→ Auftrag
Schreiben Sie aus dem Text über das Interview mit Marian Gold alles von „re-flexion: ...wie hast“ bis hinunter zu „Folge haben sollte.“ wortgetreu ab.

→ Ausgewählter Text
Hallo, auf re-flexion.de gibt es seit heute ein Intervierw mit Marian Gold. Hab mir dass mal durchgelesen und fand es sehr interessant.
Alphaville waren in den letzten Wochen im Jahren ihrer 20th Anniversary Tour quer durch Deutschland unterwegs. Wir haben uns am 01.11.2004 mit Marian im Backstage Beriech des Capitols in Hannover getroffen, um mit ihm über mehr als 20 Jahre Alphaville ein nicht nur retrospektives Interview zu führen...
re-flexion: Derzeit seit ihr im Jahren der \"20th Anniversary Of Alphaville Tour\" unterwegs - wodurch unterscheidet sich diese von früheren Alphaville Tourneen?
Marian: Hautsächlich unterscheidet sie sich von anderen Tourneen dadurch, dass wir gerade auf der jetzigen viele Stücke spielen, die noch gar nicht veröffentlicht und somit für eigentlich alle noch unbekannt sind.
Wir haben es in den letzten Monaten und Jahren ja mit den neuen Songs derart gemacht, dass wir diese abschnittsweise über das Internet zum Download für die Fans freigegeben haben - und dieses Mal wollen wir unseren Fans die neuen Songs halt zum ersten Mal live präsentieren, sie ihnen quasi vorstellen.
Ansonsten geben wir mit dieser Tour natürlich auch einen Querschnitt durch die letzten 20 Jahre Alphaville und spielen von jedem Album mindestens ein Stück live - von allen bis auf einen Song von der \"The Breathtaking Blue\" CD.
re-flexion: Im Laufe der Jahre bist nur noch du von der ursprünglichen Gründungsformation Alphavilles übrig geblieben...
Marian: (grinst)...einer muss ja über bleiben...
re-flexion: ...wie hast du das Aussteigen der einzelnen anderen Bandmitglieder erlebt und verarbeitet?
Marian: Ich verarbeite in dem Punkt nicht besonders viel. Es ist einfach so, dass wir uns in den Momenten der Trennung nicht gestritten haben und es daher nicht wirkich etwas aufzuarbeiten gibt.
Ich will da auch nichts beschönigen oder unter den Teppich kehren; wir haben natürlich auch eine Menge Stress miteinander gehabt, das jedoch immer in Zeiten, in denen es um kreative Auseinandersetzungen ging - sprich meistens dann, wenn wir neue Alben gemacht haben.
Die Ausstiege der einzelnen Personen sind immer dann gekommen, wenn bei oder mit Alphaville nicht passierte und sich dafür aber im Leben der Leute etwas ereignet hat, dass diese Art der Veränderung dann zur Folge haben sollte.

→ Vorliegende Einträge
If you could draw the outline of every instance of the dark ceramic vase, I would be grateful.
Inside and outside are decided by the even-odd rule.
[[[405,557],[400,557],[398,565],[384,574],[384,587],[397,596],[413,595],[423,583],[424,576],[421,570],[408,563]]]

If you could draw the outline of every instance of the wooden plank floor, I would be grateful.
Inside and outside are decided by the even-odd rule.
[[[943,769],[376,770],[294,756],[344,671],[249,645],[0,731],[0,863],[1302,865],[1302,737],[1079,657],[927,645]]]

→ Ergebnis
re-flexion: ...wie hast du das Aussteigen der einzelnen anderen Bandmitglieder erlebt und verarbeitet?
Marian: Ich verarbeite in dem Punkt nicht besonders viel. Es ist einfach so, dass wir uns in den Momenten der Trennung nicht gestritten haben und es daher nicht wirkich etwas aufzuarbeiten gibt.
Ich will da auch nichts beschönigen oder unter den Teppich kehren; wir haben natürlich auch eine Menge Stress miteinander gehabt, das jedoch immer in Zeiten, in denen es um kreative Auseinandersetzungen ging - sprich meistens dann, wenn wir neue Alben gemacht haben.
Die Ausstiege der einzelnen Personen sind immer dann gekommen, wenn bei oder mit Alphaville nicht passierte und sich dafür aber im Leben der Leute etwas ereignet hat, dass diese Art der Veränderung dann zur Folge haben sollte.